In the passage about Bea Haines, change every "ashes" to "remains" and write out everything from "Bea similarly took" down to "for her artwork.".
[[ Text segment, beginning ]]
Bea Haines is unique because through her art she chose to pay tribute to her dead great-uncle and her grandmother who passed away ten years ago. She recalls that when her grandmother had passed away they were left with the house in which she had lived and in all corners of the house were reminiscences of her grandmother. From the things she used, to the chair she fondly sat on, to the carpet that was worn out by being under her feet for many years and so on and so forth- it was as if her grandmother had continued to live on through the things that she had left behind. It was at that moment that Bea decided to make use of her grandmother’s ‘gallstones’ (as these were all she had of her grandmother’s body) in creating a piece of art. As a daughter of parents who met and worked at the Madame Tussauds it came naturally to Bea to innovate and pay homage to her loving grandmother through her artistic sensibilities.

The artist notes that for most people gallstones are nothing but biological waste but for her they were her grandmother’s relics. She worked on them under the microscope and magnified the crater like images that she saw, nurturing and developing these with her own artistic sensibilities. Her grandmother was an epitome of love and the artist thought of an extremely innovative way to deal with her death.  Bea Haines said “People burn and bury their bodies because there’s this notion of ‘rest in peace’. But why rest in peace when you can have some kind of life after you’ve died?”

Bea similarly took a revolutionary step while dealing with her great-uncle’s death. Instead of scattering his ashes she chose to convert them into paint for art. She shares how she faced some initial ridicule and resistance when she shared the idea but how gradually things fell into place when people began to see the purpose behind it. She took efforts to collect water from the lake where her uncle Jack has learnt to swim as a child and used that along with his ashes to create the paint for her artwork.

 Bea said,

There’s a great deal of my time and effort and love put into these projects. To me, what I’m doing is actually more respectful than just scattering ashes or throwing gallstones away as biological waste. This is my way of respecting the dead.
[[ Text segment, end ]]
[[ Data extract, beginning ]]
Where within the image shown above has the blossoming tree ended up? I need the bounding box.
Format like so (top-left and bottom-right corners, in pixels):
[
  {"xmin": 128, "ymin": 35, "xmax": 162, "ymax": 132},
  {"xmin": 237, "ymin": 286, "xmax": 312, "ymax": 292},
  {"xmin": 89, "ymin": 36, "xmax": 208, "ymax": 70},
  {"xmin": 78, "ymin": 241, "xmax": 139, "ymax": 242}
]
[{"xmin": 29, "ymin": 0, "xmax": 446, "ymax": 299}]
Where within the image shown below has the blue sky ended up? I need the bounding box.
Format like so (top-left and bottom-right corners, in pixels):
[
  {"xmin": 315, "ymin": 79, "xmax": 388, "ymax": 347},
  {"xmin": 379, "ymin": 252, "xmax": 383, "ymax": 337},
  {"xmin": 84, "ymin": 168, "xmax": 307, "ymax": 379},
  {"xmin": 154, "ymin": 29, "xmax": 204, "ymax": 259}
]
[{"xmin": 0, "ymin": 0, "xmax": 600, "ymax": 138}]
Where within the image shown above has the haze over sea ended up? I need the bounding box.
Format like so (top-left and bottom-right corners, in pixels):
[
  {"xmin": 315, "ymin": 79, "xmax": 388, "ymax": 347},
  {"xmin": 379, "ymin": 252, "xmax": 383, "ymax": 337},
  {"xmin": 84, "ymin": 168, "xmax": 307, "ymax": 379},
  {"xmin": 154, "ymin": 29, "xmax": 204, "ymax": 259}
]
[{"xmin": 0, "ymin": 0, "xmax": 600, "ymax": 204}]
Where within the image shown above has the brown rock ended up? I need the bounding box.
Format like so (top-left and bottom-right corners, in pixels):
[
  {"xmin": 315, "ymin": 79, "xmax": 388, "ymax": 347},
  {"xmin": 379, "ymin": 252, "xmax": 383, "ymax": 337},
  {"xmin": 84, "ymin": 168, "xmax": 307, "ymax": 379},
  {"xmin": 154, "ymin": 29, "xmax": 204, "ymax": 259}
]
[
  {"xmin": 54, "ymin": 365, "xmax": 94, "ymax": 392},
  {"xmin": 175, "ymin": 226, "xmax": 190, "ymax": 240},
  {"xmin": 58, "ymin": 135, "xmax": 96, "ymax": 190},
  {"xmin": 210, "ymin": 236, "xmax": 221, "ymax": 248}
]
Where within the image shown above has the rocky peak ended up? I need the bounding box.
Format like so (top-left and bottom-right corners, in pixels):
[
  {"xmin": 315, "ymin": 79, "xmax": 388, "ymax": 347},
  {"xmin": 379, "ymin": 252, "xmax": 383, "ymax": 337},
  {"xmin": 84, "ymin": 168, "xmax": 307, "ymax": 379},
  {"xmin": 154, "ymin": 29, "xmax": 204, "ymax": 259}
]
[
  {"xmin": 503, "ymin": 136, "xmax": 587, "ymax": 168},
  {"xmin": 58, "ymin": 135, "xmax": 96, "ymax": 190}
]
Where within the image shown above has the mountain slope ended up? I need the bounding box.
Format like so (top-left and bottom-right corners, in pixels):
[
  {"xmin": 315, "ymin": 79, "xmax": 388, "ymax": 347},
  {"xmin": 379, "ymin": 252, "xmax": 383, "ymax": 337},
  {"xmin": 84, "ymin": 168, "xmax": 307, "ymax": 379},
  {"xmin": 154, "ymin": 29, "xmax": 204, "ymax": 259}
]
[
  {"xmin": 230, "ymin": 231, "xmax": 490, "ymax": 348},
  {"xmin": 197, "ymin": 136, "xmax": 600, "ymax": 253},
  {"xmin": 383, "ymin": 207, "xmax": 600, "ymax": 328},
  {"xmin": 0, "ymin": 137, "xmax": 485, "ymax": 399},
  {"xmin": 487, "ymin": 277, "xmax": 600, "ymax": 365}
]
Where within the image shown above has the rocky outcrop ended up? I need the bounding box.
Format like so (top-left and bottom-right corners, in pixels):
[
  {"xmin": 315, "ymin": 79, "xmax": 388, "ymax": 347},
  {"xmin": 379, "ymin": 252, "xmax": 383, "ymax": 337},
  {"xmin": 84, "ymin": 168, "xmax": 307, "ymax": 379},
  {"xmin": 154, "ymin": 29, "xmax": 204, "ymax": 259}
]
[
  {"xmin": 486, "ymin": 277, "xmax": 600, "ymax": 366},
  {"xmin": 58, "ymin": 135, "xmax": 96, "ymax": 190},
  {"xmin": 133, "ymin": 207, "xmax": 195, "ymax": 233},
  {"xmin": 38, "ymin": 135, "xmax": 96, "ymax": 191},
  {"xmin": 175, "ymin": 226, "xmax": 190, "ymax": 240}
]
[[ Data extract, end ]]
▶ [The completed task]:
Bea similarly took a revolutionary step while dealing with her great-uncle’s death. Instead of scattering his remains she chose to convert them into paint for art. She shares how she faced some initial ridicule and resistance when she shared the idea but how gradually things fell into place when people began to see the purpose behind it. She took efforts to collect water from the lake where her uncle Jack has learnt to swim as a child and used that along with his remains to create the paint for her artwork.